:: QUELLENAUSZUG ::

Der Polizeichef von Tulsa, Chuck Jordan, nannte das Video "sehr verstörend". In einer Pressekonferenz sagte er: "Es ist schwer, das anzusehen." Er habe das Video zum ersten Mal zusammen mit der Familie des Toten angesehen. "Wir werden das Richtige tun, wir werden nichts verheimlichen." Das US-Justizministerium leitete ebenfalls Ermittlungen wegen einer möglichen Verletzung von Bürgerrechten ein.
"Wir wollen extrem offen sein"
Die Polizei zeigte das Video zuerst der Familie und führenden Persönlichkeiten der Stadt, um zu signalisieren, dass sie die Aufarbeitung des Falles ernst nimmt. "Wir wollen extrem offen sein", sagte ein Polizeisprecher nach Angaben der Zeitung "Tulsa World". "Das klingt nach Gerede, aber es ist die Wahrheit."
Jordan zufolge wurde weder bei Crutcher noch in seinem Wagen eine Waffe gefunden. Die Polizisten seien wegen eines mitten auf der Straße abgestellten Wagens zu dem Ort gerufen worden. Eine Polizeisprecherin sagte, der Mann habe die Anweisungen der Polizisten nicht befolgt. Der Wagen, auf den er zuging, war sein Pkw. Als die Polizisten sich näherten, hätte er in den Wagen gegriffen. In diesem Moment habe einer der Polizisten eine Elektroschock-Waffe eingesetzt, "und kurze Zeit danach wurde ein Schuss abgegeben".
Wie in den USA üblich veröffentlichte die Polizei von Tulsa auch den Namen der Polizistin, die den tödlichen Schuss abgefeuert hat. Betty Shelby sei vorläufig beurlaubt worden.
41 Unbewaffnete in diesem Jahr von Polizei erschossen
Immer wieder sorgen Vorfälle wie dieser in den USA für Aufsehen. Nach einer Zählung der "Washington Post" wurden in diesem Jahr 41 Unbewaffnete von Polizisten erschossen, davon mindestens 15 Schwarze, also mehr als 36 Prozent. Afroamerikaner machen gut 13 Prozent der US-Bevölkerung aus.

:::
:: GESPEICHERTE DATEN ::

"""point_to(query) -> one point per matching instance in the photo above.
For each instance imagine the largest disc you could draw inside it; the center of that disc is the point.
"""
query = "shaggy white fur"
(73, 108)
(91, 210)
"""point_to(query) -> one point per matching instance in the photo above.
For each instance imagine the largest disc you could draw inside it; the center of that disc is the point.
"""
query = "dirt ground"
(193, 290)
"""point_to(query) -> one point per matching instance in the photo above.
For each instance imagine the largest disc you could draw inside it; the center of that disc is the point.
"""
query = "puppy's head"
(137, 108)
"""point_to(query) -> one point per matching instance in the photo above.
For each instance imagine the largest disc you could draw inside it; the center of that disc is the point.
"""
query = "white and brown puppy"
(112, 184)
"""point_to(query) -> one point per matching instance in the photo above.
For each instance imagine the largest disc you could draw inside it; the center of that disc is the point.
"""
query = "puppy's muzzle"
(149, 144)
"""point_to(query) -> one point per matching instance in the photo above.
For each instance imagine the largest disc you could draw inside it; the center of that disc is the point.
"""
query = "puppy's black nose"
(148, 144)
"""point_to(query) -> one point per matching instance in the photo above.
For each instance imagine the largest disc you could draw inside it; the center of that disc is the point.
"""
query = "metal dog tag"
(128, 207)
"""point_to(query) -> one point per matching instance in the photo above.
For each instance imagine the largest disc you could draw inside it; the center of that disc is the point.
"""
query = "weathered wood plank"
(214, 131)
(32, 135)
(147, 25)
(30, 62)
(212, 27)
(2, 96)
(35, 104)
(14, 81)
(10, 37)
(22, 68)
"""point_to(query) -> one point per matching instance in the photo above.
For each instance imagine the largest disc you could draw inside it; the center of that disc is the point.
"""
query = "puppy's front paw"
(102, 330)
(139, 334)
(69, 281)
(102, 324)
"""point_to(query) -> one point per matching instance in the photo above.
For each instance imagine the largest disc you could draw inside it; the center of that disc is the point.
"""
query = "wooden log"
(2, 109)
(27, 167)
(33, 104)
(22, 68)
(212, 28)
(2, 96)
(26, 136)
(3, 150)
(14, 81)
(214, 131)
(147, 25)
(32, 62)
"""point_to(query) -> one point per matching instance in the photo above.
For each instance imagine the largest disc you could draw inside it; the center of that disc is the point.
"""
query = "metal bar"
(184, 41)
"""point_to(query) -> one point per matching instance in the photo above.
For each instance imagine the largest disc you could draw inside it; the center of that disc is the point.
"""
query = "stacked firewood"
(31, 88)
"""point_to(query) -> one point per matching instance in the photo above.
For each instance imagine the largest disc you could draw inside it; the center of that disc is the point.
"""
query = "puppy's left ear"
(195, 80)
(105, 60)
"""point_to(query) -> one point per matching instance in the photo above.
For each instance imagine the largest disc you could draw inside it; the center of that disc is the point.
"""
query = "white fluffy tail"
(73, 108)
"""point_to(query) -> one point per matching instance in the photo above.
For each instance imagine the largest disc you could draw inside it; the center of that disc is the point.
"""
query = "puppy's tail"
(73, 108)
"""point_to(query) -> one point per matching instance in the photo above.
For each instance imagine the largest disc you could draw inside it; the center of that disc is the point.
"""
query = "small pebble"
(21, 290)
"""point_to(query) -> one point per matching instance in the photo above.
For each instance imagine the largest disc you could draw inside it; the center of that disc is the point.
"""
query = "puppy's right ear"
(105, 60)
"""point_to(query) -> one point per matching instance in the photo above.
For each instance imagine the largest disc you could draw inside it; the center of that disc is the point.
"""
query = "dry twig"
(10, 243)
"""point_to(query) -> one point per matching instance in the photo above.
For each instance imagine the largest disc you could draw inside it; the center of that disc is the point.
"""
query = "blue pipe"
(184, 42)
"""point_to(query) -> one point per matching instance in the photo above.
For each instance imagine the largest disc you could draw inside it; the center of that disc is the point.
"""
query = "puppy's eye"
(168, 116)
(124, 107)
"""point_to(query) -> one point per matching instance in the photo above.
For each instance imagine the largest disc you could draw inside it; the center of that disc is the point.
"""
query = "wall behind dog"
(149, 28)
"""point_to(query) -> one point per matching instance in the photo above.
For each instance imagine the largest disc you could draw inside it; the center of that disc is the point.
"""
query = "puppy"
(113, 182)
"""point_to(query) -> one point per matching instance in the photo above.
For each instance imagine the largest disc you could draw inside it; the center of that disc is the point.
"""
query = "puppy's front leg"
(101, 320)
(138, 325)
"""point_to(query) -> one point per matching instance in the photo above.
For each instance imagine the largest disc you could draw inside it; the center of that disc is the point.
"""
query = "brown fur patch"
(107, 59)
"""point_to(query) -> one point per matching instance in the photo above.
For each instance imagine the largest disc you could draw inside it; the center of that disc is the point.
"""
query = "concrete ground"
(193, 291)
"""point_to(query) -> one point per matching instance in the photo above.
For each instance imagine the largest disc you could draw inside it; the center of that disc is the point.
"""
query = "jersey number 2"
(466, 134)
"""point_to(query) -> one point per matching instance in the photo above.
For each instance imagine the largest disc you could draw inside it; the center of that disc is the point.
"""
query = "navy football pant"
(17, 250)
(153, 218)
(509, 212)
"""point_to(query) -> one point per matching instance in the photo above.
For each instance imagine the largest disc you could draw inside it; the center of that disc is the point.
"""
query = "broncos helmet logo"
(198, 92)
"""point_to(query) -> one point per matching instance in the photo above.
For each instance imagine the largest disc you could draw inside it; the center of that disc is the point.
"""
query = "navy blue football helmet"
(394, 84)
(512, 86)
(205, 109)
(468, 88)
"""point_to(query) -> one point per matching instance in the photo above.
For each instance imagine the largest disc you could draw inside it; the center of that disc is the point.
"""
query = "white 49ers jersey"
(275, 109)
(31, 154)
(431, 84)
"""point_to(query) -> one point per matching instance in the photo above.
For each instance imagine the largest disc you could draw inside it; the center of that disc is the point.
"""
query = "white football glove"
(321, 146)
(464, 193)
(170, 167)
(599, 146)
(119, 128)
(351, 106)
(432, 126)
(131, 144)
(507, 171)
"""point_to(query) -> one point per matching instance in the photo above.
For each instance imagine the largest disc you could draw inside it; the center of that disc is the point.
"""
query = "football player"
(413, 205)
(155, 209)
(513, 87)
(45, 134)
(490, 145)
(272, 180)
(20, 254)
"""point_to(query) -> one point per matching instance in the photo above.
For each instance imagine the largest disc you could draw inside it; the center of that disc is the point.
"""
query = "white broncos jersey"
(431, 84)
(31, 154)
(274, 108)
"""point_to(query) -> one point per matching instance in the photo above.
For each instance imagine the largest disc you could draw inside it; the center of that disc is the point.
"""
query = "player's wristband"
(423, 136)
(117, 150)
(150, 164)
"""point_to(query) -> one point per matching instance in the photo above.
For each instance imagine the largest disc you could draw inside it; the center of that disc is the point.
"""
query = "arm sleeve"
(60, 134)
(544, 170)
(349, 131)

:::

GESTELLTE AUFGABEN>
1: Wiederhole aus dem Bericht über die Polizeischüsse in Tulsa wortgetreu alles von "41 Unbewaffnete in" bis hinunter zu "der US-Bevölkerung aus.".
2: Führe den Bericht über die Polizeischüsse in Tulsa im Anschluss an seinen letzten Satz weiter.
Für das Folgende sind die Daten ohne Bedeutung.

ANTWORTEN>
1:
41 Unbewaffnete in diesem Jahr von Polizei erschossen
Immer wieder sorgen Vorfälle wie dieser in den USA für Aufsehen. Nach einer Zählung der "Washington Post" wurden in diesem Jahr 41 Unbewaffnete von Polizisten erschossen, davon mindestens 15 Schwarze, also mehr als 36 Prozent. Afroamerikaner machen gut 13 Prozent der US-Bevölkerung aus.

2:
Die Behörden von Tulsa appellierten an die Bewohner, Ruhe zu bewahren. Einer der Anwälte der Familie des Toten sagte, es sei nicht wahr, dass Crutcher im Krankenhaus gestorben sei. "Terence starb auf dieser Straße, sich selbst überlassen."
Der "Washington Post" zufolge war die Familie wütend darüber, dass auf dem Video zu hören ist, wie Crutcher als "böser Kerl" bezeichnet wird. "Wir sind wirklich am Boden zerstört", sagte seine Schwester. "Dieser große böse Kerl war ein Vater, dieser große böse Kerl war ein Sohn, dieser große böse Kerl wollte seinen Schulabschluss nachholen und uns alle stolz machen, dieser große böse Kerl liebte Gott, dieser große böse Kerl ging bei all seinen Fehlern jeden Sonntag in die Kirche."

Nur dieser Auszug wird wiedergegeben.